Exercise tasks
A: Copy the part of the forum post on moving family to Taiwan between "1. Apply for" and "your TARC/ARC 居留證.", inclusive.
B: Using the forum post on moving family to Taiwan, decide whether each statement agrees with it, and answer yes or no with the deciding words quoted. (i) The writer phoned four places in one night. (ii) TECO Atlanta can do background checks. (iii) The foreign spouse's medical exam is done in Taiwan.
C: Pick up the forum post on moving family to Taiwan after its final line and continue writing it.

Text section Start Marker

Moving family to Taiwan and Applying for Household Registration

#21

Thank you @tando for reminding me of that law/article.

I called 4 places tonight: TECO Atlanta, 僑委會 Overseas Community Affairs Council (OCAC), Dept. of Household Registration 內政部-戶政司, and National Immigration Agency (NIA) 內政部-移民署…long night

Overall Steps:

  1. Apply for a TW passport at your local TECO office and get a visa in your newly minted TW passport so that you can enter into TW on it.
  2. Upon arrival, immediately apply for 戶籍 Household Registration and your TARC/ARC 居留證.
  3. Hopefully you can get that back within 15 days, so that you can apply for your family members and hopefully they will be able to change their visa into a JFRC (which is essentially a family based ARC)

You will need to apply for HHR/TARC:

  1. Parent’s TW Passport copies
  2. Parent’s Marriage needs to be registered in TW and get a copy of the “certificate” 謄本 from TW
    Your Birth Certificate authenticated at TECO (then officially translated in TW)
  3. FBI Report authenticated by TECO DC (only TECO DC can do background checks, and then officially translated in TW?)
  4. 2 photos
  5. Health Exam done in TW
  6. $1000 NT

Your foreign spouse will need for JFRC/ARC:

  1. FBI background check authenticated at TECO DC (only TECO DC can do background checks, and then officially translated in TW?)
  2. Medical exam in TW
  3. Marriage certificate authenticated at TECO (then officially translated in TW)
  4. Your TARC
  5. 1000 NT dollars
  6. Photos (I think 2)

Text section End Marker
Data provided Start Marker

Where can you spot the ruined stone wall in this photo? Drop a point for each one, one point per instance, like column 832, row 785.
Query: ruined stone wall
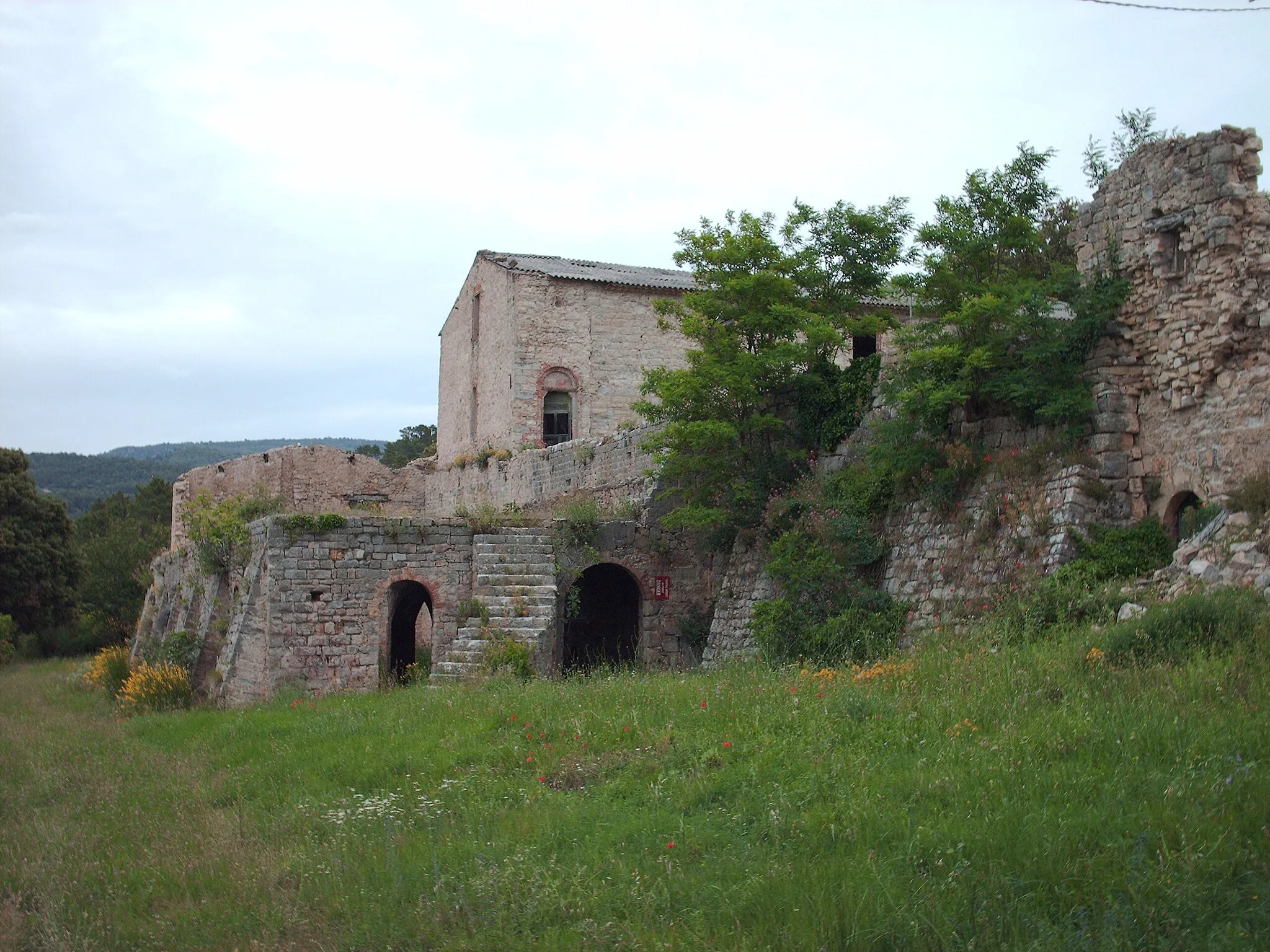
column 1183, row 381
column 611, row 469
column 309, row 610
column 536, row 334
column 744, row 587
column 306, row 479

Data provided End Marker

Set of answers
A:
1. Apply for a TW passport at your local TECO office and get a visa in your newly minted TW passport so that you can enter into TW on it.
  2. Upon arrival, immediately apply for 戶籍 Household Registration and your TARC/ARC 居留證.

B:
(i) Yes: "I called 4 places tonight"
(ii) No: "only TECO DC can do background checks"
(iii) Yes: "Medical exam in TW"

C:
  7. Official Visa from TECO (停留簽證, I think). because you can’t change from a landing visa to a ARC per NIA

Your children will need for JFRC/ARC

  1. Vaccine/Immunization record authenticated at TECO (I believe)
  2. Birth certificate authenticated at TECO (then officially translated in TW)
  3. No Marriage Certificate
  4. No FBI Background check necessary
  5. 1000 NT dollars?
  6. Photos (I think 2)
  7. Medical Exam (I think)
  8. Official Visa from TECO (停留簽證, I think). because you can’t change from a landing visa to a ARC according to NIA

Conscription via Overseas Community Affairs Council:

  1. There is NO conscription enlistment until you have established 戶籍 Household Registration HHR.
  2. Thus, after I get HHR, which will most likely be in 2 years by staying over 270 days for 2 years my days will start counting for the draft as tando kindly quoted again above: since I am born after 1984, If I stay in TW longer than 183 days per calendar year for two years, I will be subject to the draft AFTER I obtain HHR.
  3. Since I will be 37 by the time 2 years + 183 days rolls around, I should be good. Now where do I go when I turn 37 to make sure I’m off the conscription list? My local HHR office?

It’s late and I wanted to write this up before I forget. Will edit/update later.

2 Likes
#22

Your local HHR office will have a conscription division…

they will know about that one.

#23

Another thing, do you already have an ID number in your passport?

If you have that, you only need your TW passport to enter Taiwan, nothing else.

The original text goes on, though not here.